Saved entries:
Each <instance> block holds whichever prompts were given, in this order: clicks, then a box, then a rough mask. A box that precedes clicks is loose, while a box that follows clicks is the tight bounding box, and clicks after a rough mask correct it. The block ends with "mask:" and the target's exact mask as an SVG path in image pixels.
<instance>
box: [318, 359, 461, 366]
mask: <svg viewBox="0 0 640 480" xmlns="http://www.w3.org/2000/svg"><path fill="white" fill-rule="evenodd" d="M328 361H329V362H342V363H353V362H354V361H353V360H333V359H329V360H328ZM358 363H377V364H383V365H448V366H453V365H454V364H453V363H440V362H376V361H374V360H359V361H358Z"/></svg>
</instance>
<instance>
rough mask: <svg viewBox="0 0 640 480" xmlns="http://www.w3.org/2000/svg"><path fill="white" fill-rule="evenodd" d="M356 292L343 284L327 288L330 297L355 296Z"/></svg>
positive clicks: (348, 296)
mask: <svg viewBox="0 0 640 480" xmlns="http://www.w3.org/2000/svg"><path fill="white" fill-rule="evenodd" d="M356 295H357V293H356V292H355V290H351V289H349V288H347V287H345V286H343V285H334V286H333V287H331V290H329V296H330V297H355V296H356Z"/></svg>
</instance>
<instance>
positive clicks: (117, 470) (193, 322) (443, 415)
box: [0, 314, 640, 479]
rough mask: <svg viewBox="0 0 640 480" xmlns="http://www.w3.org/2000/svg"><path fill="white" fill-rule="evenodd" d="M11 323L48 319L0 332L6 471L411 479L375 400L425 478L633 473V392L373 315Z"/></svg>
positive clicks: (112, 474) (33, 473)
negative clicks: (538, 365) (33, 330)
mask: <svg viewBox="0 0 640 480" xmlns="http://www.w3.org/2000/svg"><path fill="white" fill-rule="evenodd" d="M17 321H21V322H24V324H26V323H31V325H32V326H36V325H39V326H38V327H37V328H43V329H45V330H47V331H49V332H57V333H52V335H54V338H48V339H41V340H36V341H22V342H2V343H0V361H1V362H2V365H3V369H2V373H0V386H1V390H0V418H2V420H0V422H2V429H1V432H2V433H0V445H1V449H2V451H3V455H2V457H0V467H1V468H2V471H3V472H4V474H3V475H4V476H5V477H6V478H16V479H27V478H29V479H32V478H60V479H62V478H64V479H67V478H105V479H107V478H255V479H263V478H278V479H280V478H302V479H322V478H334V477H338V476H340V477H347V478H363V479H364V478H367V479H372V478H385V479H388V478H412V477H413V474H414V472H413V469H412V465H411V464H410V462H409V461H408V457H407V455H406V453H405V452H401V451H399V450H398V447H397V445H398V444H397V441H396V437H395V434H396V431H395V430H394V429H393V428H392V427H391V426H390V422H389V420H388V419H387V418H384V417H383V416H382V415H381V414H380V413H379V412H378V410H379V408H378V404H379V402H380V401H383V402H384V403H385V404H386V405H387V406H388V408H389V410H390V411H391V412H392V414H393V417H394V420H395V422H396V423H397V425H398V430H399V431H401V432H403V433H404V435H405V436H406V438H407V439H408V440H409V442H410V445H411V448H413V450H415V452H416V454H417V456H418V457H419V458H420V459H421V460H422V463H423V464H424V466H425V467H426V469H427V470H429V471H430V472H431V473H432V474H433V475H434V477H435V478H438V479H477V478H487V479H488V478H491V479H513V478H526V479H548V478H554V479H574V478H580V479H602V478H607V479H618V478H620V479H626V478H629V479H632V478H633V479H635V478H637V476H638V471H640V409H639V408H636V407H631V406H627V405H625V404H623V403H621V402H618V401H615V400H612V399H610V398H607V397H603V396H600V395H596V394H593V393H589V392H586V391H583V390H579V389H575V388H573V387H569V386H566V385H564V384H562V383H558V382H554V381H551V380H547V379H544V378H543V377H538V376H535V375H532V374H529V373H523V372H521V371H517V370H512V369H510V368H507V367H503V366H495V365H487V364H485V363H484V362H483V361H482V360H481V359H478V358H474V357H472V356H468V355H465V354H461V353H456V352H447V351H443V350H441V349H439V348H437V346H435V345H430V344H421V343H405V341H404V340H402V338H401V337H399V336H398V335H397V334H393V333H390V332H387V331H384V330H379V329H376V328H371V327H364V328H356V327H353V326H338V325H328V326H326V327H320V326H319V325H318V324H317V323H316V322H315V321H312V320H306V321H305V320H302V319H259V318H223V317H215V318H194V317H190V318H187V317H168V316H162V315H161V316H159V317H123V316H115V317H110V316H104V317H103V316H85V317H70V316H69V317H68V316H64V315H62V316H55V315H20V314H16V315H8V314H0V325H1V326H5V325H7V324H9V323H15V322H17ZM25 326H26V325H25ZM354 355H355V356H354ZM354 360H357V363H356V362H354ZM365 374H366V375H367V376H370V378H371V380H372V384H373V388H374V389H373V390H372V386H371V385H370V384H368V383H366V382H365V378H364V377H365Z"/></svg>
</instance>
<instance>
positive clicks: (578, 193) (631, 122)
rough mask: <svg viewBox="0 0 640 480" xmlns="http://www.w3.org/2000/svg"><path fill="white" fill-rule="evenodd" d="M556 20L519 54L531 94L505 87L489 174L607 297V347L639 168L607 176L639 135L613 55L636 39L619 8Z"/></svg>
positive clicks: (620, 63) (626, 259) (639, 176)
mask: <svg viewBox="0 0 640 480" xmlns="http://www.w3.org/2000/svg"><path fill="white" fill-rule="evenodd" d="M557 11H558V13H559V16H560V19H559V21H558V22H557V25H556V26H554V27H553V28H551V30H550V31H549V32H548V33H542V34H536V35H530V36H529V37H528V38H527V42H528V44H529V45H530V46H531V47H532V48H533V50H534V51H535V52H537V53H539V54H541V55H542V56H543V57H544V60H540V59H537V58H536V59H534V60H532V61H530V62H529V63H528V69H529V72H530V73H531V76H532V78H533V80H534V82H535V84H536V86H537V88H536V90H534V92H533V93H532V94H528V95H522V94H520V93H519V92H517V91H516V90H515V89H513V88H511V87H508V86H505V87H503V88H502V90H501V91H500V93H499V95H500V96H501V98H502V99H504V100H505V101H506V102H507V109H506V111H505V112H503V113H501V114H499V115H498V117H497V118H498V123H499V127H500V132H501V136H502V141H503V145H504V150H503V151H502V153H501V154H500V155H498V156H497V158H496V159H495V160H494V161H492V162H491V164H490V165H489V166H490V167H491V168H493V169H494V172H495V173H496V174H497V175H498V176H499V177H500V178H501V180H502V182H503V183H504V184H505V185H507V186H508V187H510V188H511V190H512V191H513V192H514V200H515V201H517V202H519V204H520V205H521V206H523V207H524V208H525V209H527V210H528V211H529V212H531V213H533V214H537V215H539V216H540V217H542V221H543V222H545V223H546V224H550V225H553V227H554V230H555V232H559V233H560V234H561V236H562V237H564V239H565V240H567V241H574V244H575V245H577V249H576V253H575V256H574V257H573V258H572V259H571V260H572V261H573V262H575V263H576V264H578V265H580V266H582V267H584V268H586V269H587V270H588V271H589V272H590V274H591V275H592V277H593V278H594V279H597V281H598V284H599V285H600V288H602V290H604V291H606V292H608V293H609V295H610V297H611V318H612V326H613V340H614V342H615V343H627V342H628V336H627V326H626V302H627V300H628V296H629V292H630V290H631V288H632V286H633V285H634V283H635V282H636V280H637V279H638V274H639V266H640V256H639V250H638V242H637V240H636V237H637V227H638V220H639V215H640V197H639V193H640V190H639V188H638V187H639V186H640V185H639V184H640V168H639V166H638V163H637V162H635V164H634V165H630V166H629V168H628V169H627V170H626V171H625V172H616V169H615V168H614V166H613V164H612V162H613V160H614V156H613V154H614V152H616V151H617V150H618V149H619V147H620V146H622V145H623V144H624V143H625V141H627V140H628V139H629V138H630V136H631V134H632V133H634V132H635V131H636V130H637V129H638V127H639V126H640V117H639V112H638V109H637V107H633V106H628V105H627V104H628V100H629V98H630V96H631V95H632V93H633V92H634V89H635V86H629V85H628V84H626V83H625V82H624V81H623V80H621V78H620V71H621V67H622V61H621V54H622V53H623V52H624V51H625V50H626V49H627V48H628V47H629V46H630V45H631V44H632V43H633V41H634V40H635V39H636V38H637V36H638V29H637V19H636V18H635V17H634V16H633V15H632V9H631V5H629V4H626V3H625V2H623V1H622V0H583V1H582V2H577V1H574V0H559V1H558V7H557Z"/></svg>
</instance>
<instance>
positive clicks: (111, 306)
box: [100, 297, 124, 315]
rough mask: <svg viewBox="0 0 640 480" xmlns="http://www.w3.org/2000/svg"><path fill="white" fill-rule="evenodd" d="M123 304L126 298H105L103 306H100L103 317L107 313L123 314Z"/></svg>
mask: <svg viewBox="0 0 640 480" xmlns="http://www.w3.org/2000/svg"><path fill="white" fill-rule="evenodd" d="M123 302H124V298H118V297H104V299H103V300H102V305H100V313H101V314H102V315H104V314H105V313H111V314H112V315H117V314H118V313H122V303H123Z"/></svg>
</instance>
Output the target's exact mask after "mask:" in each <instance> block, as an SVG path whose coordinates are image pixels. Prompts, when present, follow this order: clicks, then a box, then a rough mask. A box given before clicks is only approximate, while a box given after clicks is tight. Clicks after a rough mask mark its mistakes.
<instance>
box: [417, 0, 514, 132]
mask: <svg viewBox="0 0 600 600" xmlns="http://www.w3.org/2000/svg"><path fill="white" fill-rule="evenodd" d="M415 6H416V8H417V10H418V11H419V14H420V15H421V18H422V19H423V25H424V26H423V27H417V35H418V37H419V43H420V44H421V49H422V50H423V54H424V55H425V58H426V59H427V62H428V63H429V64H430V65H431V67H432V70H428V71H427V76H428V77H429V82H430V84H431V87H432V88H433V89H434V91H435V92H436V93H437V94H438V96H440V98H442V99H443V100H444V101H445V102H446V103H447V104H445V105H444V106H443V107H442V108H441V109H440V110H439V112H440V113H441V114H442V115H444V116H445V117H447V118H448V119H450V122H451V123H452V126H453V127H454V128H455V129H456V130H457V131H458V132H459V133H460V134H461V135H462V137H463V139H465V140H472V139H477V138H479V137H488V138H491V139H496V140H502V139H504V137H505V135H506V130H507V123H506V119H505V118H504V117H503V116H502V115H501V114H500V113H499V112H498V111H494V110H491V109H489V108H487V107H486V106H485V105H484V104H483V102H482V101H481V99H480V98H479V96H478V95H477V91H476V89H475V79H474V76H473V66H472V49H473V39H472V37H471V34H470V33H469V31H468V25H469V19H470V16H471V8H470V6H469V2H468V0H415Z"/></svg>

#### [TASK GOAL]
The lines needed are the ones from the first line of the entries through the line that contains "positive clicks: (112, 474) (33, 473)", given again without any change.

#### [SOLUTION TO THIS PROBLEM]
Each <instance> block holds whichever prompts were given, in this order: clicks, then a box, then a rough mask. A box that precedes clicks is loose, while a box that follows clicks is the tight bounding box, and clicks after a rough mask correct it. The block ends with "mask:" and the target's exact mask as an SVG path in image pixels.
<instance>
box: [318, 359, 461, 366]
mask: <svg viewBox="0 0 640 480" xmlns="http://www.w3.org/2000/svg"><path fill="white" fill-rule="evenodd" d="M328 361H329V362H342V363H353V362H354V361H353V360H333V359H329V360H328ZM358 363H377V364H383V365H448V366H453V365H454V364H453V363H440V362H376V361H374V360H359V361H358Z"/></svg>
</instance>
<instance>
rough mask: <svg viewBox="0 0 640 480" xmlns="http://www.w3.org/2000/svg"><path fill="white" fill-rule="evenodd" d="M356 292L343 284L327 288L330 297L355 296Z"/></svg>
positive clicks: (348, 296)
mask: <svg viewBox="0 0 640 480" xmlns="http://www.w3.org/2000/svg"><path fill="white" fill-rule="evenodd" d="M356 295H357V293H356V292H355V290H351V289H349V288H347V287H345V286H343V285H334V286H333V287H331V290H329V296H330V297H355V296H356Z"/></svg>
</instance>
<instance>
positive clicks: (117, 470) (193, 322) (443, 415)
box: [0, 314, 640, 479]
rough mask: <svg viewBox="0 0 640 480" xmlns="http://www.w3.org/2000/svg"><path fill="white" fill-rule="evenodd" d="M11 323L48 319L0 332L6 471L411 479L375 400L425 478L633 473V392L373 315Z"/></svg>
positive clicks: (112, 474) (33, 473)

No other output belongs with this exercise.